Set down every entry again word for word, please, but skip the pictures.

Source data
#####
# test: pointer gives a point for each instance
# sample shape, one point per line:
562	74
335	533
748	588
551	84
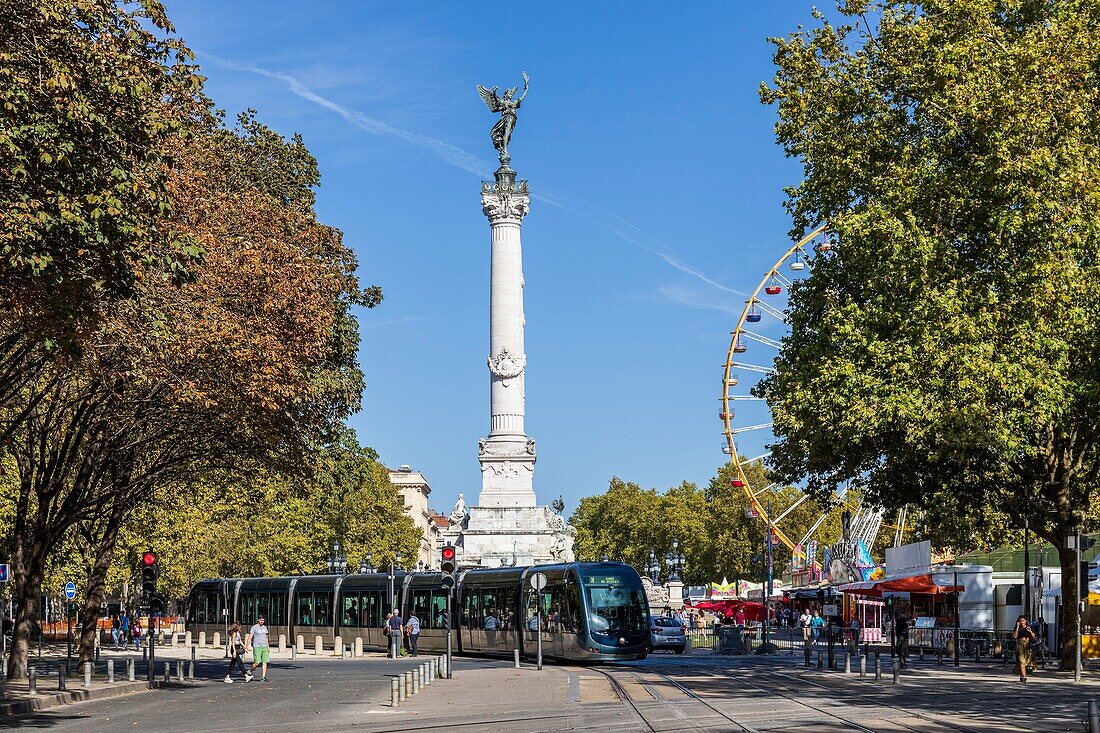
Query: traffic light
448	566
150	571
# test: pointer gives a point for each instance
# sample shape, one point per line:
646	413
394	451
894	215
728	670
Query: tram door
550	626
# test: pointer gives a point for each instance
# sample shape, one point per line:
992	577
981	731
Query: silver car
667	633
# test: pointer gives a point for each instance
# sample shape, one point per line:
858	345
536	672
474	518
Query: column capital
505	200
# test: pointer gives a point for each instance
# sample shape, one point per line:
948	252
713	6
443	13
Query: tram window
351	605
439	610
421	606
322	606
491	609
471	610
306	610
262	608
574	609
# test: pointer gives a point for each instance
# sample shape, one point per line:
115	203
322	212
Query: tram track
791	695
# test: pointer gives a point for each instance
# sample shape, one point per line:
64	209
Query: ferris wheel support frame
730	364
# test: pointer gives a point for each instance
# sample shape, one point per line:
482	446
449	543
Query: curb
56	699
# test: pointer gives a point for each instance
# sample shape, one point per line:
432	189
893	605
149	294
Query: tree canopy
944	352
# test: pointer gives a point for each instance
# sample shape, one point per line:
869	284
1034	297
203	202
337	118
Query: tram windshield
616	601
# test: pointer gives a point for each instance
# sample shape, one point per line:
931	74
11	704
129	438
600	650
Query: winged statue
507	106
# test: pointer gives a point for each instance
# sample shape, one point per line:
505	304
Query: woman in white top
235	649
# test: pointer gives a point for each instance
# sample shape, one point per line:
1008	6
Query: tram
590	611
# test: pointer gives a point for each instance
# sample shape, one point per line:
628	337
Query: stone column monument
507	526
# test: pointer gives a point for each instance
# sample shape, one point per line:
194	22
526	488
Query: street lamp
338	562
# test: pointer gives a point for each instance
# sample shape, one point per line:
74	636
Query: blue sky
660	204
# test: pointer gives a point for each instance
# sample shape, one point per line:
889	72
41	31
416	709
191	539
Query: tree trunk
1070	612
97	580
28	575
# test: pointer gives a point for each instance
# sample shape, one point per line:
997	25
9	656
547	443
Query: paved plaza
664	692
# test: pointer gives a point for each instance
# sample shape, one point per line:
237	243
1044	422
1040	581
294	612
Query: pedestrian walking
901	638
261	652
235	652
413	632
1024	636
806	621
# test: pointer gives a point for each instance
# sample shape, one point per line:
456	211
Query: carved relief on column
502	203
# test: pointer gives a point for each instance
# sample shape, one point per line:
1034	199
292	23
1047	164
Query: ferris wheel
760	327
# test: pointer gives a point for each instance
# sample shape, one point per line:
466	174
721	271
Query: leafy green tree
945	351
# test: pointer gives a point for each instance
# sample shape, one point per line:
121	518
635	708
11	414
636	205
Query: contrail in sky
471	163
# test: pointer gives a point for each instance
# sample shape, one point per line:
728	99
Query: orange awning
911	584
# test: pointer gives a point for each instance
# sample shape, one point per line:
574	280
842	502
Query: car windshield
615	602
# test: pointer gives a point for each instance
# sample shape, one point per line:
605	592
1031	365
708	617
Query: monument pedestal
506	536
#####
• IN RESPONSE
# test: pointer gives a point for each instance
# sample shape, one point per line:
562	74
335	533
748	588
551	84
Query: traffic light
448	566
150	571
# test: pointer gives a point for each instance
# sample shape, one point per line:
646	413
394	451
894	215
728	670
Query: tram door
550	626
# test: pointer gives a point for each instance
# sample shape, one point per line:
992	577
981	731
Query: silver car
667	633
# test: pointer gives a point for each instance
# sample shape, one point per line:
858	345
536	672
474	518
Query: column capital
505	200
# test: pointer gives a point for each instance
# sample shape, one point per line:
948	252
713	6
443	13
Query: tram window
351	605
439	610
421	606
322	606
491	609
471	610
306	610
262	608
574	609
# test: pointer gives a point for each instance
# sample shape, one point per line:
115	203
322	212
Query: tram track
791	695
# test: pointer gives a point for each instance
# sample shape, one point per line:
64	209
Query: ferris wheel support frame
730	364
# test: pointer gives a point for each instance
# sample shape, one point per line:
482	446
449	543
Query: curb
56	699
# test: pointer gives a point for each instance
# sample shape, one point per line:
432	189
893	605
149	294
Query: tree canopy
944	352
# test: pointer gives a point for each instance
# sample shape, one point per line:
869	284
1034	297
203	202
337	118
Query: tram windshield
616	601
# test: pointer gives a point for each instance
# sample shape, one point per line:
931	74
11	704
129	438
600	650
Query: winged statue
507	106
# test: pointer gives a point for each instance
# sample shape, one point per line:
505	304
Query: woman in white top
235	649
# test: pointer gives a point for each instance
# sample shape, one point per line:
1008	6
Query: tram
590	611
# test: pointer gives a point for each instance
# sample shape, one point per line:
628	337
Query: stone column monument
507	526
# test: pointer gives a point for each instance
# sample shape, one point per line:
194	22
526	488
Query: street lamp
338	562
# test: pointer gives a point for each instance
# sample shape, one point per line:
74	636
Query: blue sky
660	204
# test: pointer gives a point for each instance
# sample shape, one point per line:
889	72
41	31
416	709
191	539
Query: tree trunk
1070	612
97	580
28	575
# test: pointer gives a point for each instance
# sample shape, one point per line:
997	25
9	656
547	443
Query: paved plaza
664	692
# test: pointer gives a point for each instance
# sample shape, one point per line:
237	243
1044	422
1040	581
294	612
Query: pedestrian walking
901	638
261	652
235	652
413	632
1024	636
806	621
# test: pointer gives a point for each instance
# sample shape, one point per line:
456	211
Query: carved relief on column
502	203
# test: pointer gives a point for each instance
# sample shape, one point per line:
1034	199
292	23
1047	164
Query: ferris wheel
760	327
# test: pointer gives a point for each instance
# sample shape, one point per line:
466	174
721	271
Query: leafy green tree
945	351
# test: pointer gives a point for each instance
# sample shape, one point per line:
121	518
635	708
11	414
636	205
Query: contrail in sky
471	163
# test: pointer gives a point for each instance
# sample shape, one point per line:
728	99
Query: orange awning
911	584
# test: pointer gives a point for each instance
# sample shape, one point per line:
574	280
842	502
Query: car windshield
615	602
# test: pointer gives a point for each instance
# sample shape, one point per line:
605	592
1031	365
708	617
Query: monument pedestal
506	536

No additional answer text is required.